PROBLEM:
Count the rows below that contain the word "green" and give only that number.

** START RAW DATA **

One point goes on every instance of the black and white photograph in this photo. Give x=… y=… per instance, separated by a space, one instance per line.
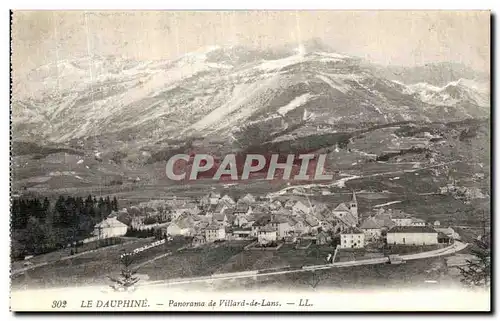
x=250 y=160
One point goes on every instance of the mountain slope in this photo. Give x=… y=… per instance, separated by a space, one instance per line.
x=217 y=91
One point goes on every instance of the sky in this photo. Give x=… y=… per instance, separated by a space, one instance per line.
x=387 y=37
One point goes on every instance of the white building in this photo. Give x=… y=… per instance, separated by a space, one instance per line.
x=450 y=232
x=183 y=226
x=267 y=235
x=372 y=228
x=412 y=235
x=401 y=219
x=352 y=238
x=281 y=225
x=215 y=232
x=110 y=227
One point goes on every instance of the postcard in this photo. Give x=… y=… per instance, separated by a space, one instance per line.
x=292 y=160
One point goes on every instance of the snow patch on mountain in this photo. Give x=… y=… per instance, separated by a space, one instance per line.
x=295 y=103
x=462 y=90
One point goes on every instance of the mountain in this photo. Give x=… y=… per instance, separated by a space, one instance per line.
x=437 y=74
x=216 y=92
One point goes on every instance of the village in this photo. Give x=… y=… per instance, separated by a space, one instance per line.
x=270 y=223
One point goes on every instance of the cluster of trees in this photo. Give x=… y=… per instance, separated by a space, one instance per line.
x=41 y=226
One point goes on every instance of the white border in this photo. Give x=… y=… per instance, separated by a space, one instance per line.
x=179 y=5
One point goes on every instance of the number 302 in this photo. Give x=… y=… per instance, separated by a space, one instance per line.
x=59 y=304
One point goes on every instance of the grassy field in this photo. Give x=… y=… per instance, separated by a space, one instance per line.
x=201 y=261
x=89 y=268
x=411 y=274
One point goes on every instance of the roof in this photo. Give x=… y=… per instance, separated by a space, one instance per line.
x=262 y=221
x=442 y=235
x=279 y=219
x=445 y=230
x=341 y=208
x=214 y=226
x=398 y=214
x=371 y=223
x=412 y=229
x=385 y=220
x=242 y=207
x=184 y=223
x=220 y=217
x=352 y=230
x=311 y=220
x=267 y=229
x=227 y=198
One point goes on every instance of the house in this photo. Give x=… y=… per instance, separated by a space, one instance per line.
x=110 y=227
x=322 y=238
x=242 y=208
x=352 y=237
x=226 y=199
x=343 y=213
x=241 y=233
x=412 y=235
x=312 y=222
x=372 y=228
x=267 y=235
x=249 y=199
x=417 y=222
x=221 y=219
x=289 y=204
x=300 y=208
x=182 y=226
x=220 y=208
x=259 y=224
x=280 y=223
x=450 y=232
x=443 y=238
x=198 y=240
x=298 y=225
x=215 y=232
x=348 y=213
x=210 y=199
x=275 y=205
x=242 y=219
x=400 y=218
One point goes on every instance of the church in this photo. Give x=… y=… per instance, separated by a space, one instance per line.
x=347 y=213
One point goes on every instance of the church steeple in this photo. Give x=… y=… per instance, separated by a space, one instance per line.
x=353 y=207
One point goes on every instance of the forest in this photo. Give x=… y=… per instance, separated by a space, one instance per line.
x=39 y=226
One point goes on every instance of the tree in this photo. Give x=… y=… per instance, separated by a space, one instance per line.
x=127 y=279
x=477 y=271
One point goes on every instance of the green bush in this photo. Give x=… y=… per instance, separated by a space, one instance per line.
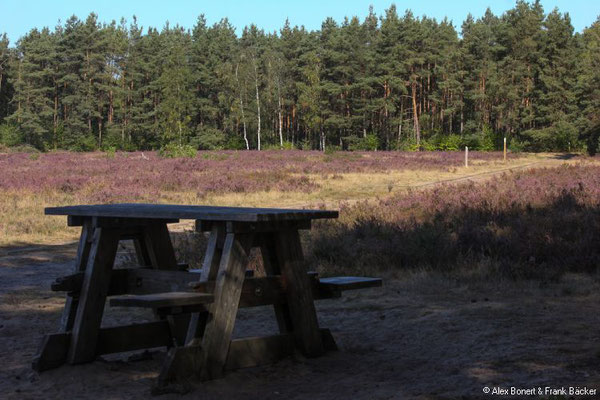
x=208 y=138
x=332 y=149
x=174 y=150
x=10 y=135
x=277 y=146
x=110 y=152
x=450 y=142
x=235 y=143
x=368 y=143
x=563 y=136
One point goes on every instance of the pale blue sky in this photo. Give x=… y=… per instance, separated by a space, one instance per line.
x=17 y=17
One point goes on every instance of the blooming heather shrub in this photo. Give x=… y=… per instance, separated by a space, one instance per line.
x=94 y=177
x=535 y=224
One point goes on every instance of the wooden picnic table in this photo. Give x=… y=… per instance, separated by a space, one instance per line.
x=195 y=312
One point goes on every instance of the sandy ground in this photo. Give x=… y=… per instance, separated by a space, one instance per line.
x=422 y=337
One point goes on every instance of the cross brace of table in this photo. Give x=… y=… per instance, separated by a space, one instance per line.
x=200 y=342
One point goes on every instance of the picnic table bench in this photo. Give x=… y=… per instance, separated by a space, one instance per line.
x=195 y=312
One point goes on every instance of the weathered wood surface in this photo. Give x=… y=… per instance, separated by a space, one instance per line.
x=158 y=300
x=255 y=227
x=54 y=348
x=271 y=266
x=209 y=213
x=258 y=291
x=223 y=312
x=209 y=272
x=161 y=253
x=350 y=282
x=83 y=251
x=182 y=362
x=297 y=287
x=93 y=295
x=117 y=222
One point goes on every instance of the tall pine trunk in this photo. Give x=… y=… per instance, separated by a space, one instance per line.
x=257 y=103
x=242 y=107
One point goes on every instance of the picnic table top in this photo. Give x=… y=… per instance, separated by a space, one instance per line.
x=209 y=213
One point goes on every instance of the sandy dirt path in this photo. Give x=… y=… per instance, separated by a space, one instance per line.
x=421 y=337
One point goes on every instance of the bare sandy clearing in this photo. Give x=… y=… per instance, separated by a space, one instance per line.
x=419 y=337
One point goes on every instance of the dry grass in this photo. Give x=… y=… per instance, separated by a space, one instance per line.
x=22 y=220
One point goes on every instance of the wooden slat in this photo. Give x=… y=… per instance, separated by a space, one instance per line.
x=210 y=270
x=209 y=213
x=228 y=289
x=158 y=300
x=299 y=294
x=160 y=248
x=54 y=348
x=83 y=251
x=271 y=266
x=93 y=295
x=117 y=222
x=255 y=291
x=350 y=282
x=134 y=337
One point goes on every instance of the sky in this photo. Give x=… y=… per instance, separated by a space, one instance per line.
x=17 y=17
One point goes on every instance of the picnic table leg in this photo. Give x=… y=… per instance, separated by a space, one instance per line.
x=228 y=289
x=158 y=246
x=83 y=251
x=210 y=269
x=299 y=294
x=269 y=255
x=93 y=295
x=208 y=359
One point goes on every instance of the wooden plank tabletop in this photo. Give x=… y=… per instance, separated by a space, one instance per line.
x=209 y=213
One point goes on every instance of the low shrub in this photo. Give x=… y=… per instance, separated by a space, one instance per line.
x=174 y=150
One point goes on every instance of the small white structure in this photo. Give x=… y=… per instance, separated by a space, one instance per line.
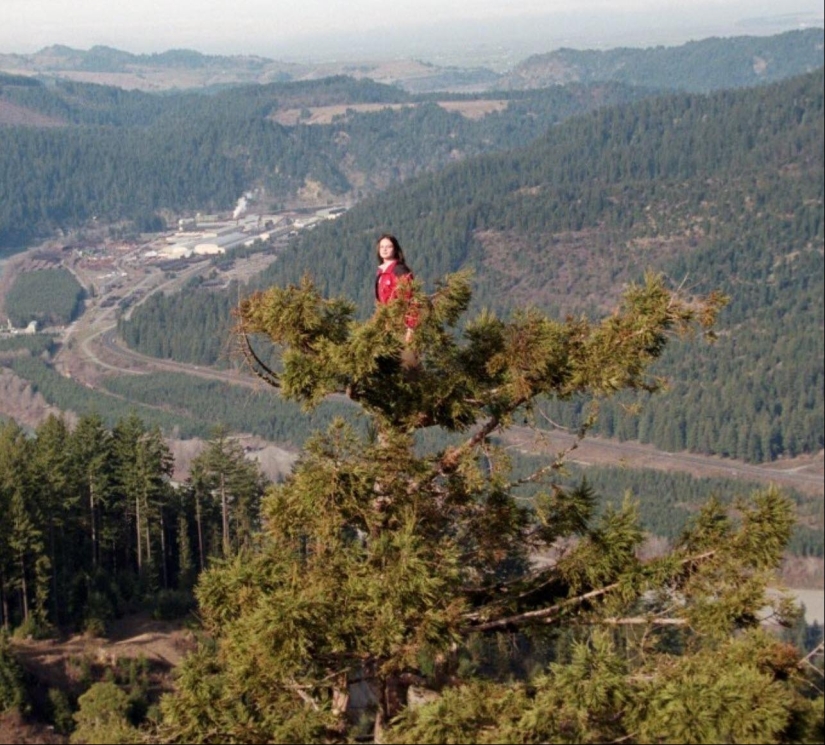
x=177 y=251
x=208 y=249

** END RAW DATA **
** START RAW DATA **

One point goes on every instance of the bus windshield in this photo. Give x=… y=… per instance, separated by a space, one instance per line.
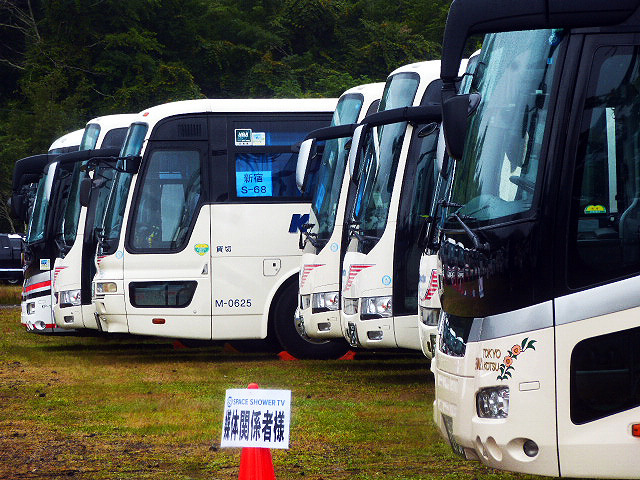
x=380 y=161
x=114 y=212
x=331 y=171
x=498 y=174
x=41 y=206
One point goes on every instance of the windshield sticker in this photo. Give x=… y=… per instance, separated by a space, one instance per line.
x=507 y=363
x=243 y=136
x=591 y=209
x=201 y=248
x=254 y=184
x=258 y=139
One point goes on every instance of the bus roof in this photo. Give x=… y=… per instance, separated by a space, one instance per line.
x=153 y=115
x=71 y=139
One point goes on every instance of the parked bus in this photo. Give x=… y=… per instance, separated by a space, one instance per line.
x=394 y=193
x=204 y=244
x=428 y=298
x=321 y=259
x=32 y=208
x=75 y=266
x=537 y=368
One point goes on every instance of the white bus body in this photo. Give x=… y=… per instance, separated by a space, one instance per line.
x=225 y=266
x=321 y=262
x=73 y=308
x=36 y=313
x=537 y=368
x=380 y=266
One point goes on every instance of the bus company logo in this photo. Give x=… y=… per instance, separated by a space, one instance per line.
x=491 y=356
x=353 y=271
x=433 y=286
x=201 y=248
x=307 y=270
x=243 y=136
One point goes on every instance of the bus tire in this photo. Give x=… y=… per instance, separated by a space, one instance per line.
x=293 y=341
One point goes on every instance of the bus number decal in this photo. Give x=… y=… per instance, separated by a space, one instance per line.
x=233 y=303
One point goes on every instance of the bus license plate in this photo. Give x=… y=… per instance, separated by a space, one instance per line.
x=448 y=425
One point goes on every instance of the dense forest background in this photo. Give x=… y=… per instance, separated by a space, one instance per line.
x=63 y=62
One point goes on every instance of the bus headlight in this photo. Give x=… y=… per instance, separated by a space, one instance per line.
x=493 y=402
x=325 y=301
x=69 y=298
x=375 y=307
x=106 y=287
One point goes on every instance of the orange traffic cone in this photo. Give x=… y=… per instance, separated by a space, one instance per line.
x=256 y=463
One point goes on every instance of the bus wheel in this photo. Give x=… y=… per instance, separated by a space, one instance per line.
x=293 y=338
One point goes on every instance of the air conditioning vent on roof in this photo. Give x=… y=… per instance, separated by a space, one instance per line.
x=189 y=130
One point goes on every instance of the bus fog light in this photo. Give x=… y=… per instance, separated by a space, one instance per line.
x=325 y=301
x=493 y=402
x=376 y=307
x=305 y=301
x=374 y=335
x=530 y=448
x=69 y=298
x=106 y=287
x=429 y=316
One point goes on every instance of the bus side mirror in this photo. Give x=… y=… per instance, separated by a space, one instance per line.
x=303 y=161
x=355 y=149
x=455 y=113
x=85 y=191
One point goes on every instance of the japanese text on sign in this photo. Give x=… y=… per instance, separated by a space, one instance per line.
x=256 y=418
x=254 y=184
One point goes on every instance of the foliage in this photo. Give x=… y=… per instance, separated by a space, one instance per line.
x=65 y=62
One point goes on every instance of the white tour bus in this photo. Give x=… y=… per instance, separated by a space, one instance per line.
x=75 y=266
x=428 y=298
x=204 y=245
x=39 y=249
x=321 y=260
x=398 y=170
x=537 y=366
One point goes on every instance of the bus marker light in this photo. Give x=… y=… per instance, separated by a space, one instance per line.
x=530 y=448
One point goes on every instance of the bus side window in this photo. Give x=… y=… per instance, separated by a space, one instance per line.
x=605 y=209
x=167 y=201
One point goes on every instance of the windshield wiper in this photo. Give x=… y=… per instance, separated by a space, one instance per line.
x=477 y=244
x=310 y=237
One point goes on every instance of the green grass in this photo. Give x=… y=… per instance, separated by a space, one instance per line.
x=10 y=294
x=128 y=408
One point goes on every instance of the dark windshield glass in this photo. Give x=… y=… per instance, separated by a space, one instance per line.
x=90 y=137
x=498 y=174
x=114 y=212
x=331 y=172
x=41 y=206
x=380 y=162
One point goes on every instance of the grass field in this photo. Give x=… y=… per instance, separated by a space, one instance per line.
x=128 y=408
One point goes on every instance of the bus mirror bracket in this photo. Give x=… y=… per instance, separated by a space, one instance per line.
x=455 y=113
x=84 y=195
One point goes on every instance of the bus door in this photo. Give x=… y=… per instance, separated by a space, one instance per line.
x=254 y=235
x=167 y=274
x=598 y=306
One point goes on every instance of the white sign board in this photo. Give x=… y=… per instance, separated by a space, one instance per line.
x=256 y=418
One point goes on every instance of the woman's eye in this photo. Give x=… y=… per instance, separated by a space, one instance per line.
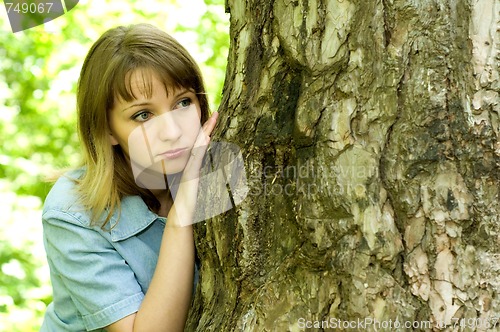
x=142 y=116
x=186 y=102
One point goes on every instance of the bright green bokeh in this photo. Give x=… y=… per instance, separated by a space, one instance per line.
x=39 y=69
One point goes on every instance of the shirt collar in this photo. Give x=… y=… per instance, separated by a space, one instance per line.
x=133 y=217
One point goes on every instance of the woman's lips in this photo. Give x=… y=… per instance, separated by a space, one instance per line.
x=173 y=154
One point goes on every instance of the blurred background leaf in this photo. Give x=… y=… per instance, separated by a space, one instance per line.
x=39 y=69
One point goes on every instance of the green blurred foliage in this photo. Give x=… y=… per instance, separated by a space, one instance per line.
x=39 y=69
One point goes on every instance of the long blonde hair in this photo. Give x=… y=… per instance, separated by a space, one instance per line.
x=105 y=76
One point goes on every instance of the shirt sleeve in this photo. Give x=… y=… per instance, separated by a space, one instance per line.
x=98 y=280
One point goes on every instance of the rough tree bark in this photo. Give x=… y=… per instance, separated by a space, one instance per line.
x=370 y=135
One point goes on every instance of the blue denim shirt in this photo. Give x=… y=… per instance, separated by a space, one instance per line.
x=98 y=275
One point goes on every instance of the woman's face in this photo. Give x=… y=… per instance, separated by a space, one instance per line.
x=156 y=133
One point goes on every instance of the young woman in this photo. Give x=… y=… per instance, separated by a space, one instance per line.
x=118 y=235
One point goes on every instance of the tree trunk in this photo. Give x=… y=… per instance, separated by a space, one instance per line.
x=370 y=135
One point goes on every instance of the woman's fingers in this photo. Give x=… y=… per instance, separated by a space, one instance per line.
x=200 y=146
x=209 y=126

** END RAW DATA **
** START RAW DATA **

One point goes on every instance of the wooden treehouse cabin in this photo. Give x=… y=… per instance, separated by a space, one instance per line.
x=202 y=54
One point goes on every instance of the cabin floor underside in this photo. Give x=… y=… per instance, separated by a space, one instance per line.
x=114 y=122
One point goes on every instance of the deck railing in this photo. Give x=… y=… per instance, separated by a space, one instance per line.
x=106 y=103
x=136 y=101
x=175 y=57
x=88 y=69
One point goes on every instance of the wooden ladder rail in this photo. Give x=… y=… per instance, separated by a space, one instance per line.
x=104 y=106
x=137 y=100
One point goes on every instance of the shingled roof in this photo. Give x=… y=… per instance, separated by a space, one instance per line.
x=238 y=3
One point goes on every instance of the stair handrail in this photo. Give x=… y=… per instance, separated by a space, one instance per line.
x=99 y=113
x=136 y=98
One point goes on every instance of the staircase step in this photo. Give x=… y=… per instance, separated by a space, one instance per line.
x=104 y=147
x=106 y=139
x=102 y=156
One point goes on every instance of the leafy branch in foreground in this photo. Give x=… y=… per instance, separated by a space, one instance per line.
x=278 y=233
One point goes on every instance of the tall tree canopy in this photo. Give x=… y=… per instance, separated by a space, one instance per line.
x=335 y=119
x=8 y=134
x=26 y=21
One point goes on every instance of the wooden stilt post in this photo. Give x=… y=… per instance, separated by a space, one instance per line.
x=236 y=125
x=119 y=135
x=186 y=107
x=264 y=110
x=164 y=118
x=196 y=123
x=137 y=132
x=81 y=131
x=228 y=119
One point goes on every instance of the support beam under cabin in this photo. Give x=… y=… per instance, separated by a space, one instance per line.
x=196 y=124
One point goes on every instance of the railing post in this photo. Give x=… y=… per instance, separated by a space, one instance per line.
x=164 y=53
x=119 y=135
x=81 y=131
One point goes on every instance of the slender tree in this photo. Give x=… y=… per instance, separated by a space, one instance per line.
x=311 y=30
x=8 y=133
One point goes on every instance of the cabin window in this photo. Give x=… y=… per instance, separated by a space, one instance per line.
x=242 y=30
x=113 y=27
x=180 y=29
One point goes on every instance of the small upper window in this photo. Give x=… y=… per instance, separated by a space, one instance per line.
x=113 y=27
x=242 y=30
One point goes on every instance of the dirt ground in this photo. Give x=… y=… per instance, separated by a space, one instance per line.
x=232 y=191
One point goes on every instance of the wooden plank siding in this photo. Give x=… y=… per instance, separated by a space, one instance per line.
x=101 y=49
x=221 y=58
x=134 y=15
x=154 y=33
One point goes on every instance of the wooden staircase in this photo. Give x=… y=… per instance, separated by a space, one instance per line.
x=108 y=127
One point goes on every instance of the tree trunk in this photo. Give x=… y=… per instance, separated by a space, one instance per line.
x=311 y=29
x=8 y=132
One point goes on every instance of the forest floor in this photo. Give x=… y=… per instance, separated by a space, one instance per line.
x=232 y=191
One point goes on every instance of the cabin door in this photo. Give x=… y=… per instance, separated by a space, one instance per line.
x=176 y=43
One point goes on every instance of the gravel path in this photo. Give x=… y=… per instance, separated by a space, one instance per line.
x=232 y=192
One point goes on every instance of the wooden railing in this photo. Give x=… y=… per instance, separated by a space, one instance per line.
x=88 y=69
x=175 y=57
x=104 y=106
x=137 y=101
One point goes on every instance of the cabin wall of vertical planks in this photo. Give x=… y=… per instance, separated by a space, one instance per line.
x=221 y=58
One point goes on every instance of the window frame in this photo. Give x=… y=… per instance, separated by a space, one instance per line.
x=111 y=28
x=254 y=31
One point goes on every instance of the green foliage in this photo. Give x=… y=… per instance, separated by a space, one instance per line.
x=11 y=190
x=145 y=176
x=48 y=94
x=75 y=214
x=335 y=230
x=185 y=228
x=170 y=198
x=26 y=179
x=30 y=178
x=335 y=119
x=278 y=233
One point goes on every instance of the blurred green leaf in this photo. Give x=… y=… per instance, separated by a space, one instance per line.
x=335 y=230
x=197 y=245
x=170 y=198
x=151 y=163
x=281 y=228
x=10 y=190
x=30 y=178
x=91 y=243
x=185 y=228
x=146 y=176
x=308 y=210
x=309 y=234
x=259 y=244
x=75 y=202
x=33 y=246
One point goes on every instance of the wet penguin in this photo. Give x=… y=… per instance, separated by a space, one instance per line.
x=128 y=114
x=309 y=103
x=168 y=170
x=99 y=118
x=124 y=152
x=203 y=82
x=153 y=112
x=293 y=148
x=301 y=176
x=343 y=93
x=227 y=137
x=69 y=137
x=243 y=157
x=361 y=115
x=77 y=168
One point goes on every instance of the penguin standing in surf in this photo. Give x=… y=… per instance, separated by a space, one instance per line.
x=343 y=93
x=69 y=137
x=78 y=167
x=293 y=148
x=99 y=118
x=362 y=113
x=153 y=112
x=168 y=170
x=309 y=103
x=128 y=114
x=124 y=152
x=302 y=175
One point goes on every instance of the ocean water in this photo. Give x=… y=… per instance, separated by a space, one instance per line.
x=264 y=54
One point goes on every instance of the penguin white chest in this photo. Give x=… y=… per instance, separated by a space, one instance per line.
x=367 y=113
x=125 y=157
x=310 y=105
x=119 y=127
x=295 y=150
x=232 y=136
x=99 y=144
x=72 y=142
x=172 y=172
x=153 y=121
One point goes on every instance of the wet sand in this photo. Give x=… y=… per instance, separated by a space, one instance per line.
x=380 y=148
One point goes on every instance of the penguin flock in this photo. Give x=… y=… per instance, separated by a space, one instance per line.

** END RAW DATA **

PROBLEM SOLUTION:
6